How many lines in the rows below contain the word "bicycle"? Reply with the number alone.

==================================================

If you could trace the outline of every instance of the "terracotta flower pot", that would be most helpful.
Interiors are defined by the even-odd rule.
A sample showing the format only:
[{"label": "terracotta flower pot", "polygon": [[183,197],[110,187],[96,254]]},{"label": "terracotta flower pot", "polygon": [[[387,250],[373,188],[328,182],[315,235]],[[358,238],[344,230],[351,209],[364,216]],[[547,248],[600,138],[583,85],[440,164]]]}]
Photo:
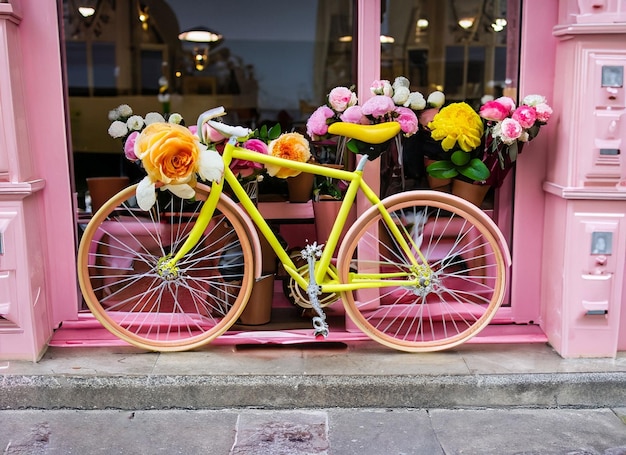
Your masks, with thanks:
[{"label": "terracotta flower pot", "polygon": [[243,325],[263,325],[271,320],[274,300],[274,274],[265,275],[252,286],[250,300],[239,317]]},{"label": "terracotta flower pot", "polygon": [[485,200],[489,185],[477,185],[463,180],[452,180],[452,194],[480,207]]}]

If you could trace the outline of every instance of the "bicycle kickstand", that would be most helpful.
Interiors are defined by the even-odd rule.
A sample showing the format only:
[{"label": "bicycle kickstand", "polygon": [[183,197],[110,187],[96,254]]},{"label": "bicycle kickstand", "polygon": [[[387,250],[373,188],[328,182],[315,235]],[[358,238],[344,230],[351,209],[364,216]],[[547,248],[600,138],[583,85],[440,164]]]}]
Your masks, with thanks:
[{"label": "bicycle kickstand", "polygon": [[313,328],[315,329],[315,336],[328,336],[328,323],[326,322],[326,314],[322,310],[318,295],[322,293],[320,286],[315,282],[315,261],[322,255],[323,245],[318,245],[317,242],[313,242],[312,245],[307,245],[304,250],[301,251],[302,258],[306,259],[309,265],[309,286],[307,287],[307,294],[309,295],[309,303],[318,314],[313,318]]}]

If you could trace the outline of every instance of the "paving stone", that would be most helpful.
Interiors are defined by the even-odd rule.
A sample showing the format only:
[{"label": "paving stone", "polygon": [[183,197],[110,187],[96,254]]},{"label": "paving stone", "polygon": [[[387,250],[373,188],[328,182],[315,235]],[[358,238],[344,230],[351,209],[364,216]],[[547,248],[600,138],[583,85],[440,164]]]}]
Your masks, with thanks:
[{"label": "paving stone", "polygon": [[321,411],[246,411],[231,455],[327,455],[328,417]]}]

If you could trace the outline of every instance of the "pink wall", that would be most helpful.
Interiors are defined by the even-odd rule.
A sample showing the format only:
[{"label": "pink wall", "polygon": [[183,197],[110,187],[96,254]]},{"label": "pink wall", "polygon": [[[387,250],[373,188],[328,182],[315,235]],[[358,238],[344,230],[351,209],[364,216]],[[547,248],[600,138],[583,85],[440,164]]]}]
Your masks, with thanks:
[{"label": "pink wall", "polygon": [[[542,94],[552,99],[558,2],[526,0],[522,11],[520,96]],[[552,129],[556,125],[552,125]],[[541,256],[546,176],[551,127],[544,128],[517,162],[513,213],[511,301],[516,321],[538,322],[541,303]]]},{"label": "pink wall", "polygon": [[76,318],[78,287],[74,242],[74,211],[68,161],[65,97],[61,79],[59,17],[55,0],[10,1],[21,6],[19,33],[30,147],[38,178],[46,182],[40,204],[42,254],[46,258],[46,290],[57,325]]},{"label": "pink wall", "polygon": [[[37,178],[45,180],[38,199],[42,225],[28,226],[43,237],[47,301],[53,325],[77,317],[78,289],[75,266],[75,223],[68,160],[65,93],[62,81],[59,17],[55,0],[11,0],[21,10],[23,88],[30,148]],[[358,37],[359,87],[379,77],[378,49],[380,0],[358,0],[361,27]],[[526,0],[522,23],[520,94],[552,96],[557,23],[557,1]],[[364,24],[374,24],[365,26]],[[365,96],[365,94],[360,94]],[[549,153],[550,128],[532,147],[524,150],[517,166],[514,229],[512,302],[515,318],[537,320],[540,309],[541,250],[543,234],[545,155]],[[374,166],[370,166],[370,171]]]}]

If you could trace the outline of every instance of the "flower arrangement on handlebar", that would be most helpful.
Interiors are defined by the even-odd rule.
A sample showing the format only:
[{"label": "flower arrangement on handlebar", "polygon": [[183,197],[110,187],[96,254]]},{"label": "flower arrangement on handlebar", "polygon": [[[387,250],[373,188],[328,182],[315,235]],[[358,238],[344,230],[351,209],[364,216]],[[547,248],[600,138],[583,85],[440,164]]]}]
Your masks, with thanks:
[{"label": "flower arrangement on handlebar", "polygon": [[[142,210],[154,205],[157,190],[169,190],[180,198],[192,199],[198,180],[221,181],[224,175],[221,152],[232,137],[240,147],[258,153],[302,162],[309,160],[309,143],[301,134],[281,134],[279,125],[254,131],[230,126],[219,121],[225,114],[223,107],[210,109],[199,116],[197,125],[185,127],[177,113],[169,115],[167,120],[156,112],[143,118],[126,104],[109,112],[112,122],[109,135],[122,139],[126,158],[140,164],[146,172],[136,191],[137,204]],[[256,178],[264,170],[260,163],[237,159],[229,167],[240,179]],[[270,165],[267,172],[279,178],[299,173]]]}]

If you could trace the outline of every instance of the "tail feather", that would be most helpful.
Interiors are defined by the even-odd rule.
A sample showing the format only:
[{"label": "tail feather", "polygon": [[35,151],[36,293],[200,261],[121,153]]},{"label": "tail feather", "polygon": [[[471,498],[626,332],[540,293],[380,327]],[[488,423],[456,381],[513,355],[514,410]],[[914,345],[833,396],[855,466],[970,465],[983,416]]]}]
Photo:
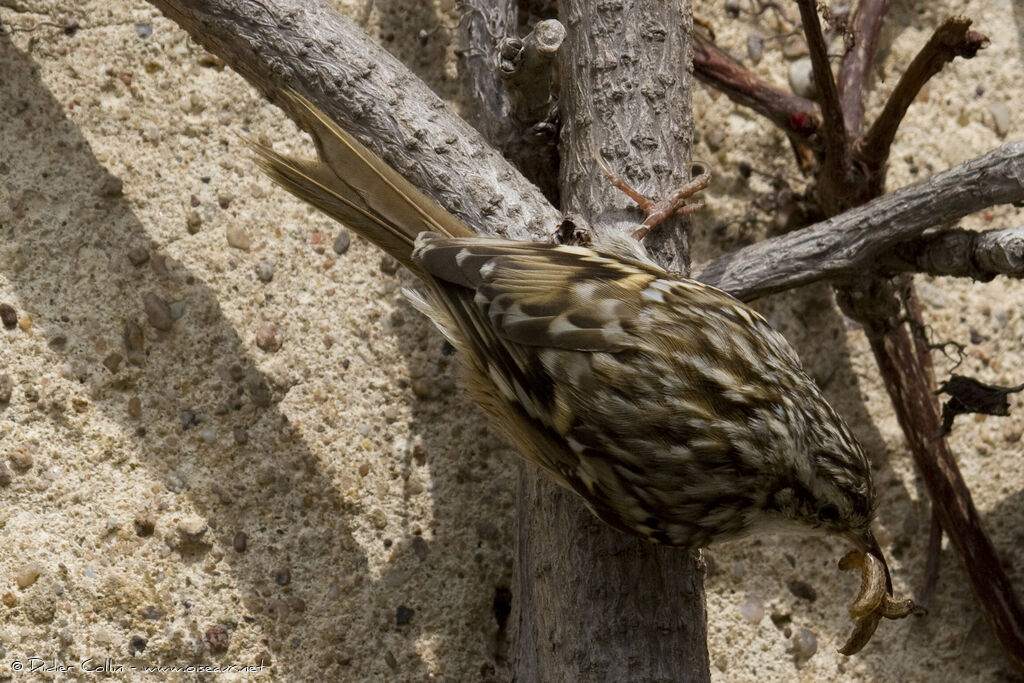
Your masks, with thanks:
[{"label": "tail feather", "polygon": [[274,182],[345,223],[415,272],[421,271],[412,258],[420,232],[474,234],[311,101],[291,90],[285,96],[312,136],[322,161],[285,157],[247,139],[257,163]]}]

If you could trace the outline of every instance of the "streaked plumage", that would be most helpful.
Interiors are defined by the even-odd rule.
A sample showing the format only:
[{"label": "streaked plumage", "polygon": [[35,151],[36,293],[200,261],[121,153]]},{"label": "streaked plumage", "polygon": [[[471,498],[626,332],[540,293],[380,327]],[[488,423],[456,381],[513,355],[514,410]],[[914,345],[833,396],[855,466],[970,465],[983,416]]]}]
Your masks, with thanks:
[{"label": "streaked plumage", "polygon": [[755,310],[674,279],[638,243],[476,237],[287,96],[322,161],[253,143],[260,165],[423,281],[411,297],[460,351],[473,397],[601,519],[689,548],[801,528],[873,544],[860,446]]}]

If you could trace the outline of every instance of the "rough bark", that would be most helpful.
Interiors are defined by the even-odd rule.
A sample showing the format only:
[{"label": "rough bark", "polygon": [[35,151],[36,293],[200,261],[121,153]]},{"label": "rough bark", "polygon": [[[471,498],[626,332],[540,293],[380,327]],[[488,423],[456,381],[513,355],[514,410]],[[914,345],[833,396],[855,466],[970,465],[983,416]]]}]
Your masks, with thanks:
[{"label": "rough bark", "polygon": [[[520,72],[521,65],[515,61],[516,46],[521,49],[527,41],[532,41],[529,44],[536,48],[537,36],[531,33],[523,40],[517,38],[519,13],[515,2],[462,0],[458,8],[462,14],[459,75],[467,97],[473,102],[470,120],[492,146],[500,150],[557,206],[557,129],[551,124],[543,125],[550,109],[544,105],[553,85],[552,70],[544,71],[541,65],[534,63],[524,70],[528,73],[522,73],[523,80],[518,83],[499,78],[506,69]],[[530,51],[534,55],[538,52]],[[549,66],[552,59],[553,53],[547,59]],[[525,79],[529,79],[530,102],[524,102],[520,87]]]},{"label": "rough bark", "polygon": [[996,275],[1024,278],[1024,227],[1001,230],[938,230],[897,245],[883,272],[927,272],[988,282]]},{"label": "rough bark", "polygon": [[[595,229],[633,229],[636,209],[594,155],[603,153],[655,196],[684,180],[691,79],[679,65],[689,61],[689,3],[640,0],[595,11],[567,0],[559,15],[568,29],[561,53],[566,209]],[[659,228],[670,233],[663,249],[668,243],[680,269],[685,233],[673,228]],[[536,468],[521,484],[517,679],[709,680],[697,560],[605,526]]]}]

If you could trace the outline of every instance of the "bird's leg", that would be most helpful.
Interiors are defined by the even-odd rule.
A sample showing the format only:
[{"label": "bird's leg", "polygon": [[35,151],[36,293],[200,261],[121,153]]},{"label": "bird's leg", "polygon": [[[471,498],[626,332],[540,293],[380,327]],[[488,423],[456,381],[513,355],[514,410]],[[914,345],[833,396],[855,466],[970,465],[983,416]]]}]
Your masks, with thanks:
[{"label": "bird's leg", "polygon": [[693,213],[703,207],[703,202],[701,201],[687,203],[686,200],[693,197],[711,183],[711,173],[707,170],[695,178],[692,178],[689,182],[669,195],[667,198],[655,202],[654,200],[641,195],[636,188],[633,187],[633,185],[627,182],[626,178],[608,168],[608,165],[604,163],[604,160],[601,159],[600,155],[595,155],[595,157],[598,165],[608,176],[608,180],[611,182],[612,186],[624,191],[627,197],[636,202],[636,205],[640,207],[640,210],[646,214],[647,218],[643,221],[640,227],[633,232],[633,239],[638,242],[647,237],[652,229],[657,227],[657,225],[667,218]]}]

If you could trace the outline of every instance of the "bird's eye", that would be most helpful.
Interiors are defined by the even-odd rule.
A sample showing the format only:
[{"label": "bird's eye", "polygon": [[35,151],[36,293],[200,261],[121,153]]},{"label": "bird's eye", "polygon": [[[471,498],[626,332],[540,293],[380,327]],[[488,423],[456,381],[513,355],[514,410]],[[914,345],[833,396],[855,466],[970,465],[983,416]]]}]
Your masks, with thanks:
[{"label": "bird's eye", "polygon": [[823,522],[834,522],[839,519],[839,508],[835,505],[825,505],[818,510],[818,519]]}]

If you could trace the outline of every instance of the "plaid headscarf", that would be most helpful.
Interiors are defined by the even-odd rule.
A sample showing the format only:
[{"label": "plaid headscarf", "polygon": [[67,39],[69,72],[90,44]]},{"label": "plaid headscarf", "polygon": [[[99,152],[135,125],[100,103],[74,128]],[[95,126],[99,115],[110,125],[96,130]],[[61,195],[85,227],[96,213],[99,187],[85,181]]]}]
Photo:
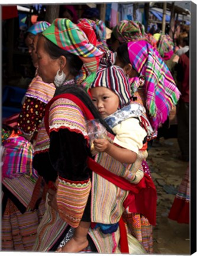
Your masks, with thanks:
[{"label": "plaid headscarf", "polygon": [[162,34],[157,41],[157,50],[165,60],[171,58],[174,53],[173,39],[167,34]]},{"label": "plaid headscarf", "polygon": [[60,48],[77,55],[83,62],[82,85],[88,89],[96,76],[103,53],[89,43],[85,33],[67,18],[56,18],[43,35]]},{"label": "plaid headscarf", "polygon": [[32,25],[27,30],[27,32],[36,35],[39,33],[43,32],[51,24],[47,21],[38,21]]},{"label": "plaid headscarf", "polygon": [[145,37],[147,41],[153,47],[153,48],[157,49],[157,40],[151,34],[146,34]]},{"label": "plaid headscarf", "polygon": [[167,119],[180,93],[167,66],[148,42],[129,42],[128,52],[133,68],[145,77],[146,107],[152,127],[157,130]]},{"label": "plaid headscarf", "polygon": [[128,20],[120,21],[114,27],[112,33],[121,43],[145,39],[144,25],[139,21]]},{"label": "plaid headscarf", "polygon": [[99,20],[96,21],[88,18],[80,18],[79,23],[87,23],[93,29],[97,40],[96,47],[103,51],[108,50],[108,47],[106,42],[106,25],[105,23]]},{"label": "plaid headscarf", "polygon": [[105,87],[113,91],[119,98],[119,108],[128,105],[131,101],[130,86],[123,69],[118,66],[111,66],[99,69],[91,88]]}]

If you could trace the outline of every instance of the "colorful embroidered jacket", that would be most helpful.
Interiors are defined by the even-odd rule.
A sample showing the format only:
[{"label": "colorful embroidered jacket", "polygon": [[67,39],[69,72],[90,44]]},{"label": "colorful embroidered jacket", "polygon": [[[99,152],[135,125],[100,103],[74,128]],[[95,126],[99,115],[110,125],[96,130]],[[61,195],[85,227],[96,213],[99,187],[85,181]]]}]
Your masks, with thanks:
[{"label": "colorful embroidered jacket", "polygon": [[[91,183],[88,177],[88,173],[89,173],[90,170],[86,165],[86,159],[88,157],[89,158],[90,155],[88,152],[89,149],[87,143],[88,136],[85,124],[86,118],[84,111],[83,112],[83,110],[77,104],[72,100],[63,98],[63,95],[59,96],[59,98],[50,103],[49,116],[47,117],[47,115],[45,119],[46,124],[46,124],[46,128],[47,126],[49,127],[49,131],[50,136],[49,153],[52,165],[57,169],[59,174],[57,200],[60,215],[71,226],[76,227],[84,213],[91,190]],[[46,112],[47,113],[47,110]],[[78,143],[75,145],[75,142],[76,141],[76,138],[79,140]],[[82,145],[82,143],[83,143]],[[144,158],[144,157],[146,158],[143,156],[142,158]],[[101,167],[102,165],[101,165],[101,162],[99,162],[98,159],[96,161],[100,164],[99,165]],[[105,168],[106,167],[105,164],[106,163],[104,164]],[[140,166],[140,165],[141,162]],[[91,169],[96,171],[94,167]],[[138,169],[139,166],[137,167],[137,169]],[[107,172],[107,168],[105,169]],[[125,169],[125,167],[119,163],[117,169],[111,171],[115,172],[116,175],[118,177],[122,169]],[[130,177],[133,176],[131,174],[130,175]],[[130,175],[127,177],[128,180],[130,180]],[[96,222],[98,222],[99,221],[98,219],[98,213],[101,215],[102,212],[100,211],[100,209],[99,210],[97,211],[97,209],[96,213],[93,212],[94,208],[98,207],[95,204],[92,204],[94,203],[92,199],[95,196],[96,199],[95,202],[98,201],[97,200],[98,194],[95,194],[93,188],[94,184],[96,183],[96,181],[94,178],[93,175],[92,177],[91,221],[95,222],[96,219]],[[133,179],[133,177],[131,180]],[[144,179],[143,180],[143,182],[140,183],[139,187],[137,188],[137,193],[139,192],[139,188],[144,188],[146,187]],[[102,182],[108,183],[108,181],[105,180]],[[128,184],[129,187],[131,187],[130,183]],[[103,187],[105,187],[105,184],[104,184]],[[99,184],[101,186],[101,184]],[[101,187],[99,187],[100,188]],[[102,215],[102,216],[100,215],[100,219],[102,219],[102,223],[118,222],[124,210],[123,207],[121,206],[122,205],[126,198],[128,201],[130,190],[133,190],[133,188],[130,188],[130,187],[128,189],[125,189],[124,187],[123,190],[121,190],[114,184],[112,184],[111,189],[109,195],[106,191],[108,196],[108,201],[105,201],[104,204],[100,203],[101,202],[98,204],[102,206],[105,206],[102,212],[105,212],[105,216]],[[112,193],[112,191],[114,191],[114,193]],[[108,213],[108,205],[109,202],[111,206]],[[135,209],[137,212],[140,212],[138,210],[139,209]],[[154,220],[151,220],[150,222],[154,223]]]}]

==================================================

■ Full response ■
3